RECORDS SHOWN:

BEGIN

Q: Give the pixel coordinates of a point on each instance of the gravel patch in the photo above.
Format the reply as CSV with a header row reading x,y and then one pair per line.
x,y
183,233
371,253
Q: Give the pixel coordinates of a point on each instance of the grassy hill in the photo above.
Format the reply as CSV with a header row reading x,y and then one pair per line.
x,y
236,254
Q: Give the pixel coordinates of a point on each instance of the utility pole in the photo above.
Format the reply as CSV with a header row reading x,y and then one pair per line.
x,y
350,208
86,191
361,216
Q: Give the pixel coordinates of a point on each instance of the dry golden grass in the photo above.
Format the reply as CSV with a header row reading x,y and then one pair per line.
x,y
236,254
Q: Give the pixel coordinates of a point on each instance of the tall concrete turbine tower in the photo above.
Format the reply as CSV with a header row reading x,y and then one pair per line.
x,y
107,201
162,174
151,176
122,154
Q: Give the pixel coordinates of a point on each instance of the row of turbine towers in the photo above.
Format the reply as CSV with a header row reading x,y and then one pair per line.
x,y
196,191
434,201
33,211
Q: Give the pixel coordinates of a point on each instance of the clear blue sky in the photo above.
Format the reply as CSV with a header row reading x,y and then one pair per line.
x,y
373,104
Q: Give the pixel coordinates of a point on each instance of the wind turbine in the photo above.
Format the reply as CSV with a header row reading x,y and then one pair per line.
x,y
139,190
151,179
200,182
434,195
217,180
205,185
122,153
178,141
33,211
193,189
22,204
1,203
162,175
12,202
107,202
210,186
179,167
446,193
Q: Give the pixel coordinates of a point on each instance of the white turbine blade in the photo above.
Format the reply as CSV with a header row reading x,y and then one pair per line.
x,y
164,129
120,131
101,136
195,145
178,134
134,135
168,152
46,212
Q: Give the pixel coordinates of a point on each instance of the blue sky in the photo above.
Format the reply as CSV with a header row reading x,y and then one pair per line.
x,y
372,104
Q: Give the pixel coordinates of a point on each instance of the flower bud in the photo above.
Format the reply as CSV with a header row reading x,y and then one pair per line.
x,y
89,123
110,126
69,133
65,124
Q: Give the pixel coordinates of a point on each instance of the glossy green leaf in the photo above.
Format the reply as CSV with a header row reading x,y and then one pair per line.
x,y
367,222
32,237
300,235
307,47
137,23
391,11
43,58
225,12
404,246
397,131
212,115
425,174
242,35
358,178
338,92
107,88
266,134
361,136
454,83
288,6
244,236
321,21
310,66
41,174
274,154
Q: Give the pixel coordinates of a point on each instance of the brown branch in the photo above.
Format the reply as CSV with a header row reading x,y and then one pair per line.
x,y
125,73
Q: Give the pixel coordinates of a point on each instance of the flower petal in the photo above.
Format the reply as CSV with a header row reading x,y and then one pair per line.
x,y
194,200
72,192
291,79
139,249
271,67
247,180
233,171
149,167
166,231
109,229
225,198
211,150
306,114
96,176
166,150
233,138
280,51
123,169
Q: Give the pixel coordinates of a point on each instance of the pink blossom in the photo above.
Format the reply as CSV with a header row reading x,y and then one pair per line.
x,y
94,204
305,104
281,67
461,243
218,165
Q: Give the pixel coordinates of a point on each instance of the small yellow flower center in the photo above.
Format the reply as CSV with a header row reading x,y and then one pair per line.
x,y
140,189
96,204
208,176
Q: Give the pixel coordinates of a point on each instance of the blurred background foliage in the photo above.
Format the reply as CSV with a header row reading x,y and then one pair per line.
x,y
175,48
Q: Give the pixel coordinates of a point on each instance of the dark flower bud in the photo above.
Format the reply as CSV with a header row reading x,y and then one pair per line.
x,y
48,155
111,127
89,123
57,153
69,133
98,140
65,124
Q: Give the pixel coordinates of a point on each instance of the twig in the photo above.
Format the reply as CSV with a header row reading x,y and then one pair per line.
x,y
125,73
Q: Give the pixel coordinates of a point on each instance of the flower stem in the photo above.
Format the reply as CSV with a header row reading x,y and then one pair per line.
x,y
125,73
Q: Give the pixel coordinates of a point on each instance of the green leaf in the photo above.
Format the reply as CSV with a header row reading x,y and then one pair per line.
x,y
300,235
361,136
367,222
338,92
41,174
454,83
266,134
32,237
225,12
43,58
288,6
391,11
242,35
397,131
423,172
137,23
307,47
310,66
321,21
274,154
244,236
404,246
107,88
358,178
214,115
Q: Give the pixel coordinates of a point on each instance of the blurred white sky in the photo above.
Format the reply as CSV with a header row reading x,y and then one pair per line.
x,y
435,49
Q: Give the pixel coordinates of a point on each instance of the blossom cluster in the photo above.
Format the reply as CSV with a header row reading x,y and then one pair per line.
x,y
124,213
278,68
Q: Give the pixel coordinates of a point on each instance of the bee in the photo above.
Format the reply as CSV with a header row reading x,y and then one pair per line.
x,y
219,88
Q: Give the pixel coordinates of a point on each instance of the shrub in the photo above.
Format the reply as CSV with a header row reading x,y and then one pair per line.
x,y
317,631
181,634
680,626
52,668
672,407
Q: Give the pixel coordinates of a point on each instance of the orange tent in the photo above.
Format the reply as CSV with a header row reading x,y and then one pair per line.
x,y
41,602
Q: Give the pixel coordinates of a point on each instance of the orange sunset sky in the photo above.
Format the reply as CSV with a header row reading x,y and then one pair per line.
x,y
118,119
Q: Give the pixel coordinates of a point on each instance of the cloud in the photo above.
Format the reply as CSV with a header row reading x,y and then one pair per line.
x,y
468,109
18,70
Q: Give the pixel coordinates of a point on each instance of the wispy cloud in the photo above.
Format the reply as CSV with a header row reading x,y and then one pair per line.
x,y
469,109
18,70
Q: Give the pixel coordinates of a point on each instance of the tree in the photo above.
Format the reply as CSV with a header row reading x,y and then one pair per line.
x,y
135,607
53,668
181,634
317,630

END

EXERCISE:
Extract the full listing above without altering anything.

SOLUTION TO THIS TASK:
Q: Give the pixel coordinates of a point on each instance of the gravel patch in the photo above.
Format the reply as CSV with a header row reading x,y and then one pair per line.
x,y
183,233
371,253
Q: Give the pixel coordinates of a point on each instance of the grassy hill in the photo above.
Format the reply as CSV with a header row reading x,y and then one pair per line.
x,y
236,254
Q: Give the pixel coordinates of a point on each instance of the utility pole in the photo above.
Format the reply as CSV with a header row reading x,y and then one pair per line.
x,y
350,208
86,191
361,216
Q: Give the pixel coordinates of a point on each instance of the dry golden grass in the photo above.
Format the reply as CSV with a header row reading x,y and then one pair per line.
x,y
236,254
Q: Give the pixel coordinates of a point on each instance of the tall concrete turbine tower in the photo above.
Format the reply as CSV with a header row reading x,y and then one pair per line.
x,y
107,201
162,174
151,176
122,154
Q: Give the pixel coordinates of a point on each instance of the row of turbine towers in the photo above.
Format the reply as CSV with a header row reading x,y and then one pair per line.
x,y
196,191
434,201
33,211
Q: Give the pixel coordinates of a point on each instance of the clear blue sky in the photo above.
Format the reply as CSV with a header row reading x,y and then one pair per line.
x,y
373,104
Q: Give the pixel coordinates of a point on each instance of the wind turbine in the photo above.
Format the reply as CSV with a header row reading x,y and then one pair per line.
x,y
139,190
151,179
200,182
434,195
217,180
205,185
122,153
178,141
33,211
193,189
22,204
1,203
162,175
12,202
107,202
210,186
179,167
446,193
Q: Give the pixel coordinates of a point on each instance of the white turbine blade in the photo above.
Format the reply as CSV with a header row reading x,y and then one pair per line.
x,y
164,129
120,131
101,136
195,145
178,134
134,135
168,152
46,212
Q: Give the pixel coordinates of a point on each instance of the blue sky in the photo above.
Format the reply as CSV with a header row reading x,y and then one pair per line.
x,y
372,104
Q: Give the pixel coordinates of a point on each instance of the flower bud in the photo above.
Format the reply as CSV with a header row reading x,y and then one pair per line.
x,y
89,123
110,126
69,133
65,124
Q: Give the pixel coordinates of a point on each instance of the glossy green leaf in the photo above.
Format the reply as CSV with a header row reading x,y and then one pair per line.
x,y
367,222
32,237
300,235
307,47
137,23
391,11
43,58
225,12
404,246
397,131
212,115
425,174
242,35
358,178
338,92
107,88
266,134
361,136
454,83
288,6
244,236
321,21
310,66
41,174
274,154
Q: Give the pixel coordinates of a point on each instance of the brown branch in the photo above.
Format the reply as CSV with a header row reading x,y and then one pair per line.
x,y
125,73
Q: Give the pixel coordinates of a point on each instance of the flower petal in the photo above.
Format the reply as CSV with a header row reading x,y and then one pair per line.
x,y
194,200
72,192
291,79
139,249
271,67
247,180
233,171
149,167
166,231
109,229
225,198
211,150
306,114
96,176
166,150
233,138
280,51
123,169
Q: Give the pixel coordinates of a point on each instance of the pink blossom in the photo above.
Format the reply as CSV with a header row reading x,y and then one pair per line.
x,y
94,204
305,104
281,67
461,243
218,165
Q: Give the pixel coordinates of a point on each instance of the small yellow flower center in the photo above.
Format the reply as CSV with a header row reading x,y and then one pair per line.
x,y
140,189
96,204
208,176
Q: Give the pixel coordinates of a point on each instance of the blurred background foliage in the photo above.
Format the reply as CSV with a header row reading x,y and then one pair per line.
x,y
175,48
Q: Give the pixel coordinates of a point on each instance of the dark flower bud in the photo above.
Format the reply as CSV with a header row reading x,y and then one pair per line.
x,y
48,155
111,127
89,123
57,153
69,133
98,140
65,124
Q: Give the pixel coordinates of a point on each instance of the twig in the photo above.
Format the reply as CSV with a header row reading x,y and then one pair per line.
x,y
125,73
Q: Give the pixel coordinates of a point on each instance of the flower stem in the photo above.
Format the reply as CSV with a header row reading x,y and then one pair per line.
x,y
125,73
Q: Give the pixel coordinates of a point on each instance of the green leaf in the photo above.
Format the reply as CSV with a header row reading x,y and then one pair per line.
x,y
300,235
361,136
367,222
338,92
41,174
454,83
266,134
32,237
225,12
43,58
288,6
391,11
242,35
397,131
423,172
137,23
307,47
310,66
321,21
274,154
244,236
404,246
107,88
358,178
214,115
Q: Give the pixel coordinates of a point on each instance of the blurred white sky in the photo above.
Format the reply as CSV with a header row reading x,y and then one pair per line.
x,y
435,49
Q: Give the pixel coordinates of a point on each instance of the blossom cluster in the photo above.
Format the reply as CSV with a header row reading x,y and then one pair per line.
x,y
124,213
278,68
Q: Give the pixel coordinates of a point on each instance of the bee in the photo above.
Format the reply as CSV with a header row reading x,y and then one pair per line.
x,y
219,88
Q: Give the pixel coordinates of a point on each instance of the shrub in the photo above.
Format the reply as CSV with a header row reading x,y and then one pair per line.
x,y
317,631
181,634
680,626
52,668
672,407
Q: Give the pixel coordinates of a point on each instance of the orange tent in the photo above.
Format the reply as CSV with a header row reading x,y and then one pair per line.
x,y
41,602
Q: Give the pixel coordinates of a point on each instance of the orange sunset sky in the photo above.
Format the reply as CSV with a header row reading x,y and then one pair per line.
x,y
118,119
Q: Give the pixel coordinates of a point on each instance of the cloud in the photo above.
Format the reply as CSV with a header row reading x,y and then one pair per line.
x,y
468,109
18,70
Q: Give the pixel coordinates of a point on each instance of the wispy cloud in the photo above.
Format the reply as CSV with a header row reading x,y and then one pair per line.
x,y
469,109
18,70
Q: Give the pixel coordinates of a point on each instance of the tree in the photo above.
Format the reply as CSV with a header row reading x,y and then one pair per line.
x,y
135,607
53,668
181,634
317,630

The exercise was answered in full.